Detection examples:
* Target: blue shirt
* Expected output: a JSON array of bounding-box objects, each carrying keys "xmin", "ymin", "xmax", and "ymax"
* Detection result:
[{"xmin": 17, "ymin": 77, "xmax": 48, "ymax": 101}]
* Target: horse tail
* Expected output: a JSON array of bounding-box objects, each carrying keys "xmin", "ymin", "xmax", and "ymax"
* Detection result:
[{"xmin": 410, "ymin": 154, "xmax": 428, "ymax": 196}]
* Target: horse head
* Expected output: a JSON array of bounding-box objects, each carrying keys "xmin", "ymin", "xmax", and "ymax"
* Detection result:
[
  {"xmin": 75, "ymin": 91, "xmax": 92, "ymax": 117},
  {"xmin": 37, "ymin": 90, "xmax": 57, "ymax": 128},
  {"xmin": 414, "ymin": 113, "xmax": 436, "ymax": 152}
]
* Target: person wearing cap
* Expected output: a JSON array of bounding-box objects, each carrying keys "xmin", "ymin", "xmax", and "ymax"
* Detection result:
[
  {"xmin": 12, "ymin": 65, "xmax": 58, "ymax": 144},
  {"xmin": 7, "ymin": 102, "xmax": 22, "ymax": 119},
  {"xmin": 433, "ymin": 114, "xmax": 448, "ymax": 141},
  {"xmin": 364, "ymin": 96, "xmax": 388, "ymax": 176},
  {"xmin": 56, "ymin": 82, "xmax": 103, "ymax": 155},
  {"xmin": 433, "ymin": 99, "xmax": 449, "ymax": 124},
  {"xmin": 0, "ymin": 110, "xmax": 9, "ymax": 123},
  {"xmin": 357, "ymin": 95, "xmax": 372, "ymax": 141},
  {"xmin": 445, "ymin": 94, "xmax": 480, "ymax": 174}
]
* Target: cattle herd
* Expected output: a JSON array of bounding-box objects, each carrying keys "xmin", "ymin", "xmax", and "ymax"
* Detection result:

GIVEN TASK:
Copy every record above word for word, from the first line to the last.

WORKED ANSWER:
* Target: blue shirt
* Expected output: a JSON array of bounding-box objects, each carrying keys "xmin", "ymin", "xmax", and "ymax"
* Detection result:
[{"xmin": 17, "ymin": 77, "xmax": 48, "ymax": 101}]
* Target: horse tail
* Expected output: a JSON array of bounding-box objects, each carrying keys "xmin", "ymin", "xmax", and "ymax"
* Detection result:
[{"xmin": 410, "ymin": 154, "xmax": 428, "ymax": 196}]
* Target: horse head
* Expected output: a JSON array of bounding-box objects, each carrying keys "xmin", "ymin", "xmax", and "ymax"
* Detection result:
[
  {"xmin": 75, "ymin": 91, "xmax": 92, "ymax": 117},
  {"xmin": 37, "ymin": 90, "xmax": 57, "ymax": 128},
  {"xmin": 414, "ymin": 113, "xmax": 436, "ymax": 152}
]
* Target: person wearing cap
* Expected output: a JSON array of bounding-box objects, each carrying keys "xmin", "ymin", "xmax", and "ymax"
* Detection result:
[
  {"xmin": 12, "ymin": 65, "xmax": 58, "ymax": 144},
  {"xmin": 7, "ymin": 102, "xmax": 22, "ymax": 119},
  {"xmin": 433, "ymin": 114, "xmax": 448, "ymax": 141},
  {"xmin": 364, "ymin": 96, "xmax": 388, "ymax": 176},
  {"xmin": 56, "ymin": 82, "xmax": 103, "ymax": 155},
  {"xmin": 433, "ymin": 99, "xmax": 449, "ymax": 124},
  {"xmin": 0, "ymin": 110, "xmax": 9, "ymax": 123},
  {"xmin": 357, "ymin": 95, "xmax": 372, "ymax": 141},
  {"xmin": 445, "ymin": 94, "xmax": 480, "ymax": 174}
]
* Target: cattle herd
* Expected output: a JSON array of bounding-box objects, each carrying keys "xmin", "ymin", "xmax", and "ymax"
* Detection result:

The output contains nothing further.